# Supplied material:
↓

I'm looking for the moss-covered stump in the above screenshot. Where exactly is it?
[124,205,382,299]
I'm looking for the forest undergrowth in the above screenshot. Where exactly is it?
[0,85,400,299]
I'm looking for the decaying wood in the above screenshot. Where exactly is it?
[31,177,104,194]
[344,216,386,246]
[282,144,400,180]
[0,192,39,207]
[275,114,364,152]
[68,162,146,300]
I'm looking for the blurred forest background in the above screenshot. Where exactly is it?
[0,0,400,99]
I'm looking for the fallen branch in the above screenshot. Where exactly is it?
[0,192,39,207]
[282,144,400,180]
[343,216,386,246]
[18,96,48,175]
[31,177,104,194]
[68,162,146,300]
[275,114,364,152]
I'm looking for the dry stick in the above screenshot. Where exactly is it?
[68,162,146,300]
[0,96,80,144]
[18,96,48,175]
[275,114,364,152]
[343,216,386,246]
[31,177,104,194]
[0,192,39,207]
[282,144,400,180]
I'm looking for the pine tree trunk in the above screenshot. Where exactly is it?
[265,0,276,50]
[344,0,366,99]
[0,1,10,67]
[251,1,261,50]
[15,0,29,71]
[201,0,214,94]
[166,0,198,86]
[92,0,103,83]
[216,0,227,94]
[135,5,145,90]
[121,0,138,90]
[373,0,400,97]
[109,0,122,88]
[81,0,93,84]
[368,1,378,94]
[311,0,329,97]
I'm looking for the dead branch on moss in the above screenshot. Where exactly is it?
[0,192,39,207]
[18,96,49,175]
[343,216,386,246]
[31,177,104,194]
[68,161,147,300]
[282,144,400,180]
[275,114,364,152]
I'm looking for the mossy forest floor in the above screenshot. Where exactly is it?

↑

# Task statement:
Please arrange the data above as a Markdown table with the columns Row and Line, giving one line of the data per row with its number and leaving out any blank lines.

# The response:
| Row | Line |
|---|---|
| 1 | I'm looking for the moss-covered stump in the above screenshot. Where exactly is it? |
| 2 | [124,205,382,299] |
| 3 | I'm looking for the forest undergrowth in the above screenshot. Where exactly is it? |
| 4 | [0,85,400,299] |
| 5 | I'm looking for the decaying wood in the above screenshot. Where exactly is it? |
| 6 | [31,177,104,194] |
| 7 | [344,216,386,246] |
| 8 | [282,144,400,180] |
| 9 | [0,192,39,207] |
| 10 | [275,114,364,152] |
| 11 | [68,162,146,300] |
| 12 | I'm looking for the blurred forest background in the above screenshot. Where exactly is it? |
| 13 | [0,0,400,99] |
| 14 | I'm looking for the fallen branch in the above screenshot. Where exactly is it? |
| 15 | [0,192,39,207] |
| 16 | [282,144,400,180] |
| 17 | [343,216,386,246] |
| 18 | [18,96,48,175] |
| 19 | [31,177,104,194] |
| 20 | [68,162,146,300] |
| 21 | [275,114,364,152] |
| 22 | I'm looking for the dry stick in the above screenshot. Where exactly is it? |
| 23 | [68,162,146,300] |
| 24 | [0,96,80,144] |
| 25 | [18,96,48,175] |
| 26 | [275,114,364,152] |
| 27 | [343,216,386,246] |
| 28 | [31,177,104,194] |
| 29 | [0,192,39,207] |
| 30 | [282,144,400,180] |
| 31 | I'm looking for the pine tree trunk in the above screenshot. Where exactly is it? |
| 32 | [265,0,276,50] |
| 33 | [344,0,366,99] |
| 34 | [0,1,10,67] |
| 35 | [251,1,261,50] |
| 36 | [15,0,29,71] |
| 37 | [201,0,214,94] |
| 38 | [166,0,198,86] |
| 39 | [92,0,103,83] |
| 40 | [216,0,227,94] |
| 41 | [135,5,145,90] |
| 42 | [121,0,138,90] |
| 43 | [373,0,400,97] |
| 44 | [109,0,122,88] |
| 45 | [81,0,93,84] |
| 46 | [368,1,378,94] |
| 47 | [311,0,329,97] |
| 48 | I'm looking for the dead branch on moss in the above screenshot. Where exactly is it? |
| 49 | [0,192,39,207] |
| 50 | [18,96,49,175] |
| 51 | [343,216,386,246] |
| 52 | [31,177,104,194] |
| 53 | [68,161,147,300] |
| 54 | [282,144,400,180] |
| 55 | [275,114,364,152] |
| 56 | I'm looking for the mossy forest floor in the above screenshot. Where exactly is it? |